Required work - Determine the number of lines in the data that contain "sofa", and write only that number.

Material for the task below:

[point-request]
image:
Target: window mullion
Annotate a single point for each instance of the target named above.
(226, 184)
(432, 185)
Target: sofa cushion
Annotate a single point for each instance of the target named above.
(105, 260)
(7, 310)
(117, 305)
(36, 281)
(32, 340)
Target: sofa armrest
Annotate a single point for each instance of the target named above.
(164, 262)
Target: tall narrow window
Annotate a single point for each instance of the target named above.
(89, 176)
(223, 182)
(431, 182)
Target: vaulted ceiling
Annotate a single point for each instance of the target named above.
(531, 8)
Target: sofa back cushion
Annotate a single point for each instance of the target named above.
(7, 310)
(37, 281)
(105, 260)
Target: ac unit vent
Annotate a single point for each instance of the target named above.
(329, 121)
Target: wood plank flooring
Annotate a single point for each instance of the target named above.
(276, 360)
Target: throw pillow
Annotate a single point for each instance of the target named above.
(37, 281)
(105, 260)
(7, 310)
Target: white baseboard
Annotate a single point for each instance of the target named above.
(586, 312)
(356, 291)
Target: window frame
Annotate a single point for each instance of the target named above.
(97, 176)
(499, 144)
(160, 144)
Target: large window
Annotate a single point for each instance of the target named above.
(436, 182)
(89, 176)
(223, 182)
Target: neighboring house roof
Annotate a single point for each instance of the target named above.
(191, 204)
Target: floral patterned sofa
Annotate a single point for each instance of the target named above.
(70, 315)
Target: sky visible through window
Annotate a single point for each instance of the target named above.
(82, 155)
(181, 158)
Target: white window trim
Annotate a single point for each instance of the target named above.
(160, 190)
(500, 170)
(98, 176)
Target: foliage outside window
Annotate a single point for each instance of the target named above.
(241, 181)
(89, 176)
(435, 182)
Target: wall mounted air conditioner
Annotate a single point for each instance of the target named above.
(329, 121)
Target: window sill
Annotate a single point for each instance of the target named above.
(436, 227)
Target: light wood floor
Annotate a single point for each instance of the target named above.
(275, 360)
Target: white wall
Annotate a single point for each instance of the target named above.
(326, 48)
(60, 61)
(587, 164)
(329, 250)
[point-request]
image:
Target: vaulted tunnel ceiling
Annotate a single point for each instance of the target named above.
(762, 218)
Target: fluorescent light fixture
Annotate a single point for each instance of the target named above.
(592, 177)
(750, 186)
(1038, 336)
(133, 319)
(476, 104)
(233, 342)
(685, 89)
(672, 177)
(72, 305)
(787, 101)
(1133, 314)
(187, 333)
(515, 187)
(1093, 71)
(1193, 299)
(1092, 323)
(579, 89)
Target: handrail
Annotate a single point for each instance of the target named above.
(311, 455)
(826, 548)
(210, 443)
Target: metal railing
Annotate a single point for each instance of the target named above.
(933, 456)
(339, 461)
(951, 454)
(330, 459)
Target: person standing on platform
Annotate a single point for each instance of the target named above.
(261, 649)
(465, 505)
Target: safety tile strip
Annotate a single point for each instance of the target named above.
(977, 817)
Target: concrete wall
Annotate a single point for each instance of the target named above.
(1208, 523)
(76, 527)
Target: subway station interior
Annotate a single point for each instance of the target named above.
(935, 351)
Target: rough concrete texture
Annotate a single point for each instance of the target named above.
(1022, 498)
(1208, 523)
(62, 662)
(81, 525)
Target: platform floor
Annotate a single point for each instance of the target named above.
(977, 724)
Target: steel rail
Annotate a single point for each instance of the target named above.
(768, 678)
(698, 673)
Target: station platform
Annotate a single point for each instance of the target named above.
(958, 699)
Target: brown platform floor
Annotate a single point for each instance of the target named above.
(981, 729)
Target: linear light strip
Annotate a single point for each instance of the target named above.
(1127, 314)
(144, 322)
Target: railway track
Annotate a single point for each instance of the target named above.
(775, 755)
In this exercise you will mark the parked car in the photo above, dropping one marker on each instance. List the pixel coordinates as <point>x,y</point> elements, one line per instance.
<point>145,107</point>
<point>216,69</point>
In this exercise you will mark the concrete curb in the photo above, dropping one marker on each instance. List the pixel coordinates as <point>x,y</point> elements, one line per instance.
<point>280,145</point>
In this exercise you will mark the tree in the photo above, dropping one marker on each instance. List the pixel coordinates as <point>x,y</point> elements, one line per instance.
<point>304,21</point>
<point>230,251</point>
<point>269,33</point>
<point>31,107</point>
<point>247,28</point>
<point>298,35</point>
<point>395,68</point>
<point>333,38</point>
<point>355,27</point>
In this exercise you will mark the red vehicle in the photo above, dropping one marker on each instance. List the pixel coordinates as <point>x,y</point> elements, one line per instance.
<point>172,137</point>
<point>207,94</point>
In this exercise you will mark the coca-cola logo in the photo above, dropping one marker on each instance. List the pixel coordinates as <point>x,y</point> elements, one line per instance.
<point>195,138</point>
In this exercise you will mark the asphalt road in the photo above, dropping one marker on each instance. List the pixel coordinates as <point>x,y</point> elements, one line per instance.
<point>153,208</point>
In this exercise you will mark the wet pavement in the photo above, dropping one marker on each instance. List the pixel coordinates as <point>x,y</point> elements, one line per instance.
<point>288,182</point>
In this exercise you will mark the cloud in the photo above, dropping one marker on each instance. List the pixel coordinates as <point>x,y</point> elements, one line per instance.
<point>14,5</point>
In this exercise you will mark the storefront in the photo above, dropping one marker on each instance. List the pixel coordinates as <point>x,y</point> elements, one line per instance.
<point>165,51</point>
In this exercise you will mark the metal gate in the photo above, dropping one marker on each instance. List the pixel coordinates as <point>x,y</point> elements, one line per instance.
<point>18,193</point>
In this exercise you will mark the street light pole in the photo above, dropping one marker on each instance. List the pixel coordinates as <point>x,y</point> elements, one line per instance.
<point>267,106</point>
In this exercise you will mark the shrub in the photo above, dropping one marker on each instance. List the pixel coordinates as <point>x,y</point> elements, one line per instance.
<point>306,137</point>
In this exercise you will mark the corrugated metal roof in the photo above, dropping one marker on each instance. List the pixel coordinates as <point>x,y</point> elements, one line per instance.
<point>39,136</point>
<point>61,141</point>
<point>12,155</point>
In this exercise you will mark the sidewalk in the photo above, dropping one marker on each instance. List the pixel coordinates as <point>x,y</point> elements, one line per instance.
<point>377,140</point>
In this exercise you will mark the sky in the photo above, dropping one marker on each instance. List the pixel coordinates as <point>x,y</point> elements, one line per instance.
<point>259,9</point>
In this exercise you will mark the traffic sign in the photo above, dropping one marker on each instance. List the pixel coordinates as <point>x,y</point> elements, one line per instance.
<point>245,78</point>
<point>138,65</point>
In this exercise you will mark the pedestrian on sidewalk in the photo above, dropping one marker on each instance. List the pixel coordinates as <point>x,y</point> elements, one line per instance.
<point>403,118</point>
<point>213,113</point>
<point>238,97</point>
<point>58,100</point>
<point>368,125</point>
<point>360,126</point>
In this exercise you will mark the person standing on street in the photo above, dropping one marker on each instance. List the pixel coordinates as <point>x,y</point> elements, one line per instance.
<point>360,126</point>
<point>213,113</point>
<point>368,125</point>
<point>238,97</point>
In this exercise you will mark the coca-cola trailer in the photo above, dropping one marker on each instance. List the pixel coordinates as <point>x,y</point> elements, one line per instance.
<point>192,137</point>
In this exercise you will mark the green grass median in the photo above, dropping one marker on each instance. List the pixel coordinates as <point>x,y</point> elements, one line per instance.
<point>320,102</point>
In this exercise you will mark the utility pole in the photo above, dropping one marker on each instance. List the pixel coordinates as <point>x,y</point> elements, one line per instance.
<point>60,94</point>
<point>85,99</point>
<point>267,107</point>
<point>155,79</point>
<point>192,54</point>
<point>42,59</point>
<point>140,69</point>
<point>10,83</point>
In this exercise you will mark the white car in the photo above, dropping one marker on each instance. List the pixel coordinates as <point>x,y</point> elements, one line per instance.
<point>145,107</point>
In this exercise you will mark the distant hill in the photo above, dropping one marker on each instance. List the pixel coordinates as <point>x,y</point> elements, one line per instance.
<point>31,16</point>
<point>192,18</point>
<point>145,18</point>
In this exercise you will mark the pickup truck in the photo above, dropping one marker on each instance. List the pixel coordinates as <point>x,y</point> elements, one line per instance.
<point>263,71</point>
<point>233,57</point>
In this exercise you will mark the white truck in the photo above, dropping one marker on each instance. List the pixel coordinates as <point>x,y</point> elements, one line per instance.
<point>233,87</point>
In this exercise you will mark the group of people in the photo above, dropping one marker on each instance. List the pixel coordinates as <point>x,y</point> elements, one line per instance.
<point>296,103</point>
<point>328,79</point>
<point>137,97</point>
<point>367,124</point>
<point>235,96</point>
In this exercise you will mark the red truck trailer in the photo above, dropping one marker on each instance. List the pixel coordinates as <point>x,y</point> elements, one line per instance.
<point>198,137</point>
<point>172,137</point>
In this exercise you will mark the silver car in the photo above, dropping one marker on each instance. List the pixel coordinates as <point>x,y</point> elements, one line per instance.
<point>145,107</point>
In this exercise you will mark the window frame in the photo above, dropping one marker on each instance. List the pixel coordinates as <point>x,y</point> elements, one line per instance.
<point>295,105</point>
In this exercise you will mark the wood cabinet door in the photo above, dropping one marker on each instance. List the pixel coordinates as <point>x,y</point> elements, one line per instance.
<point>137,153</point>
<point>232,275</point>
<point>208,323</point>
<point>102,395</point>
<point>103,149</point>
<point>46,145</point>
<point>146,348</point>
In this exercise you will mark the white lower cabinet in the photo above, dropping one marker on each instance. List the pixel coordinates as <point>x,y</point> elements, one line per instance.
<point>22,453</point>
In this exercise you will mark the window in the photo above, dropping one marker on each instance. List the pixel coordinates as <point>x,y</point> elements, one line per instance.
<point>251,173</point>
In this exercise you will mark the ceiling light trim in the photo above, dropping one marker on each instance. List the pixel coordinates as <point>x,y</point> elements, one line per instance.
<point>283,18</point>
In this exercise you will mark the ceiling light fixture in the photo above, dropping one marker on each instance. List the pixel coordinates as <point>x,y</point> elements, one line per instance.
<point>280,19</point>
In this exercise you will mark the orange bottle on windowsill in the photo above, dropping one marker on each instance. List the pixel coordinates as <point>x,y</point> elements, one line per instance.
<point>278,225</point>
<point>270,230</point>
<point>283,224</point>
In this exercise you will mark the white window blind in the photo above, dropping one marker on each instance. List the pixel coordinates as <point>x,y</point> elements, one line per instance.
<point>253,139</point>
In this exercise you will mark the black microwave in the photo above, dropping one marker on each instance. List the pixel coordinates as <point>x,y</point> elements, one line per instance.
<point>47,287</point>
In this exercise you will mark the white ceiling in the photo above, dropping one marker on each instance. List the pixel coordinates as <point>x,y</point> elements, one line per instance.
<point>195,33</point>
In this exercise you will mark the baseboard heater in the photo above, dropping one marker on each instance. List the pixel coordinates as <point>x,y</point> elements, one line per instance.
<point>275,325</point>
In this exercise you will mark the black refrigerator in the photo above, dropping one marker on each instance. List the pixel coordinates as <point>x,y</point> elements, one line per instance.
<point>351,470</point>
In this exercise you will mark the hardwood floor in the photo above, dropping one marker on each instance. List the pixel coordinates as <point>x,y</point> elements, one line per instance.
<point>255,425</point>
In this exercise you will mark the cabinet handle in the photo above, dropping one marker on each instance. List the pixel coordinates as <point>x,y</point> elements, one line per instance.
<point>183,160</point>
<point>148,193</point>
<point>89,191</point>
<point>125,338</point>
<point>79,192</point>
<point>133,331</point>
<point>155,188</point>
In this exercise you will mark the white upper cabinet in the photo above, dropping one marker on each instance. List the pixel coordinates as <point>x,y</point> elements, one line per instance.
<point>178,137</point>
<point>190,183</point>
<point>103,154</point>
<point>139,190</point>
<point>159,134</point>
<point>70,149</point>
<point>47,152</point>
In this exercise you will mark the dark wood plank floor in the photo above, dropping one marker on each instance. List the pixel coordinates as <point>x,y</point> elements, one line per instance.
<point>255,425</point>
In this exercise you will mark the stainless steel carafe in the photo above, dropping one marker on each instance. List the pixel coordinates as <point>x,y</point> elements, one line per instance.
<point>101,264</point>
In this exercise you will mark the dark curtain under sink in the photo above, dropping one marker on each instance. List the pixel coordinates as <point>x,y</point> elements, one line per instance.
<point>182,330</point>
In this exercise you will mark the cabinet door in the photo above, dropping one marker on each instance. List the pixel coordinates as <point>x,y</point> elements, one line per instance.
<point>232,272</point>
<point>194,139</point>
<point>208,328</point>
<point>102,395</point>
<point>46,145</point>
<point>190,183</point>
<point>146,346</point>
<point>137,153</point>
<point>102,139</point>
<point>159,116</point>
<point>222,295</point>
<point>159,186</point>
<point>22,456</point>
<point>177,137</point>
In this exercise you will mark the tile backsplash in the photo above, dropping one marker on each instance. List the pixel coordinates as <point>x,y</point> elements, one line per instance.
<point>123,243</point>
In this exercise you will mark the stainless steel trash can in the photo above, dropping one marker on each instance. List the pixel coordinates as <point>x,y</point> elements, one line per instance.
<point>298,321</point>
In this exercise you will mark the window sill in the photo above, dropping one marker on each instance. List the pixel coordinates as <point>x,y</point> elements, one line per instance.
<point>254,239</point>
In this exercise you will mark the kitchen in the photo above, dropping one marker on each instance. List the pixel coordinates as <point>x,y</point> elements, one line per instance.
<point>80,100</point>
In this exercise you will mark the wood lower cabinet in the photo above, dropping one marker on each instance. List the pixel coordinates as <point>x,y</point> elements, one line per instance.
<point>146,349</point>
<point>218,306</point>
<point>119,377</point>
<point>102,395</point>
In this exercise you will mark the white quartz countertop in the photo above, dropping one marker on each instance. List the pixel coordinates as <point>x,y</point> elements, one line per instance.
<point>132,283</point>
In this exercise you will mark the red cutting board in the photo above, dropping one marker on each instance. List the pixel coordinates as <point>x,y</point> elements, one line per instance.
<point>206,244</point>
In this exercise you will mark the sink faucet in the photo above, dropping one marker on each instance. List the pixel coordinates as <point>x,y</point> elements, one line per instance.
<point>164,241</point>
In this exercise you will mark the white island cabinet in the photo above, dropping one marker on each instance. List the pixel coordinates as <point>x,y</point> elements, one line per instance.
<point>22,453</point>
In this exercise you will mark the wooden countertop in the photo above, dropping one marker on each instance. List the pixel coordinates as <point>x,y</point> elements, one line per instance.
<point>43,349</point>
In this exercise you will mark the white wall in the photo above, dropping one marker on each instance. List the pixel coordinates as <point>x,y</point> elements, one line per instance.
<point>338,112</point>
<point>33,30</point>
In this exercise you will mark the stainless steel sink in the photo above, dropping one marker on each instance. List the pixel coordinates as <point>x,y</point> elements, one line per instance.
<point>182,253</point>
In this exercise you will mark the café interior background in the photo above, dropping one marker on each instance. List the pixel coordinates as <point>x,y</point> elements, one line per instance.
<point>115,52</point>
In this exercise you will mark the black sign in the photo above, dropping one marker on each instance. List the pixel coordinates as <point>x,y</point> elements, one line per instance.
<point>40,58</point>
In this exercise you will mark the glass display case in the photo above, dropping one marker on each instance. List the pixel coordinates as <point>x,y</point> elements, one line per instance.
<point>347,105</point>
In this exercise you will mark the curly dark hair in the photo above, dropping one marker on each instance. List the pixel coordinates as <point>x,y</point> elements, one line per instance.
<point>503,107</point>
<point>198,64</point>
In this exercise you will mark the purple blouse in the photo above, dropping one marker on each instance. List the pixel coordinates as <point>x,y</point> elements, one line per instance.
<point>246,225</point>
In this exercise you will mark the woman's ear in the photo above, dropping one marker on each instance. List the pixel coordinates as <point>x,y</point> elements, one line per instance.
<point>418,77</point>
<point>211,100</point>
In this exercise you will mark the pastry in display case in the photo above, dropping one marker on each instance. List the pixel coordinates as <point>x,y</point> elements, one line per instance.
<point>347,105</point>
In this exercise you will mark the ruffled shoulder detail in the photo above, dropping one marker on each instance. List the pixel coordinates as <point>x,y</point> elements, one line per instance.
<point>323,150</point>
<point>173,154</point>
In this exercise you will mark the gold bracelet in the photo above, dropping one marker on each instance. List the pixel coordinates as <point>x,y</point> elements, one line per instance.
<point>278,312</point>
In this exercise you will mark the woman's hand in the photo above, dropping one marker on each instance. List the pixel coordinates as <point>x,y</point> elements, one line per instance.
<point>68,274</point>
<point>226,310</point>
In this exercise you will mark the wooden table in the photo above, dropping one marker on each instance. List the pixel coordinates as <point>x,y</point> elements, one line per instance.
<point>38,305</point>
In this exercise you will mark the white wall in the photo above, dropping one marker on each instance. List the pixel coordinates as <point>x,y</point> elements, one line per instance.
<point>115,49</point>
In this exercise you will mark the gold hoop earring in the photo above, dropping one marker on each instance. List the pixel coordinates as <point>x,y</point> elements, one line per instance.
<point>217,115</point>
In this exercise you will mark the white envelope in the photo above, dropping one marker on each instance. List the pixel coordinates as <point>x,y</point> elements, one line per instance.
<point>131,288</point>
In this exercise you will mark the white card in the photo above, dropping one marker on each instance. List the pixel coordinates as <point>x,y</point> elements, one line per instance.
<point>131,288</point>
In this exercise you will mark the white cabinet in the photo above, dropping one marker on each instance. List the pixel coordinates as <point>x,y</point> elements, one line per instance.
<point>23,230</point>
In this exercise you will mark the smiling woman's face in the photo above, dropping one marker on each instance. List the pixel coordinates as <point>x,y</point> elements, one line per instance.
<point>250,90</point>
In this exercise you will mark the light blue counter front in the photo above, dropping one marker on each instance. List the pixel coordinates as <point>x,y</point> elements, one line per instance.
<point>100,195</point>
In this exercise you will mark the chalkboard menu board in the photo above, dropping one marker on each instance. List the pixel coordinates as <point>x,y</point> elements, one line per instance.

End of Material for the task.

Task result - 4